> **DATA IN THIS EXERCISE**
--- BEGIN ---

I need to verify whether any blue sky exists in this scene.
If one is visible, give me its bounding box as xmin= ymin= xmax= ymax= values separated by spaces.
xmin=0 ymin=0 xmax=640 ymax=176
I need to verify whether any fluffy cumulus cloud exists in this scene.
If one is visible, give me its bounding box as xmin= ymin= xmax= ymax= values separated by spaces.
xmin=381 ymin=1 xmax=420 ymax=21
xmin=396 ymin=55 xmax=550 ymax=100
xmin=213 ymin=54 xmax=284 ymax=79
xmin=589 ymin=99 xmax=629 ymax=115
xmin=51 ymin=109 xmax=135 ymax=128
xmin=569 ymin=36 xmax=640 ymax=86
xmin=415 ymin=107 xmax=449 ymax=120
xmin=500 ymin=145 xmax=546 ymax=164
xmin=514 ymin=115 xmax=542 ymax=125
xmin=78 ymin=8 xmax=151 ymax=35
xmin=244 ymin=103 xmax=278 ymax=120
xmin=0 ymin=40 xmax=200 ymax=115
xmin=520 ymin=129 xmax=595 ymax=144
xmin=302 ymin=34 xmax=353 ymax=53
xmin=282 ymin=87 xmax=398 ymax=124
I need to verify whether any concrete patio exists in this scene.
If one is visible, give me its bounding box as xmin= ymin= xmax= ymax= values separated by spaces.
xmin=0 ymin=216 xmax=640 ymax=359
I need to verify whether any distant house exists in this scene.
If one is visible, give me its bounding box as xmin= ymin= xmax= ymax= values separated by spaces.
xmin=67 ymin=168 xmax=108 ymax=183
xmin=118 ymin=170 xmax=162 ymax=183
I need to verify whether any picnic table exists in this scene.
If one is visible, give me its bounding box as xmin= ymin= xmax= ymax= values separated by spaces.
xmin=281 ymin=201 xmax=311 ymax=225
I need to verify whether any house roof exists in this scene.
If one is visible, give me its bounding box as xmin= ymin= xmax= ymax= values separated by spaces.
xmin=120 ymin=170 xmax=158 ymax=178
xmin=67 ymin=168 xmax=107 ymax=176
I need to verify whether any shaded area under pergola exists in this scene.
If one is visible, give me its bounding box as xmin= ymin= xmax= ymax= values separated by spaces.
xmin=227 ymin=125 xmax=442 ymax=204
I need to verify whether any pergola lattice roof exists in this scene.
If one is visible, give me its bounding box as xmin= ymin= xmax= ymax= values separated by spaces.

--- END ---

> **THE EXERCISE**
Copy out word for word every line above, starting with the line containing "I need to verify whether any house" and continuing through the final line of the rows.

> **SOLUTION FOR THIS PROBLEM**
I need to verify whether any house roof exists in this scene.
If one is visible, give me its bounding box as xmin= ymin= xmax= ymax= values separated by spaces.
xmin=120 ymin=170 xmax=158 ymax=178
xmin=67 ymin=168 xmax=107 ymax=176
I need to verify whether any shaded area under pergola exists in this scene.
If one is visible, give me its bounding box as xmin= ymin= xmax= ymax= values separated by spaces.
xmin=227 ymin=125 xmax=442 ymax=204
I need to verify whether any pergola lattice roof exists in this scene.
If one is visible, give me its bounding box as xmin= ymin= xmax= ymax= values separated by spaces.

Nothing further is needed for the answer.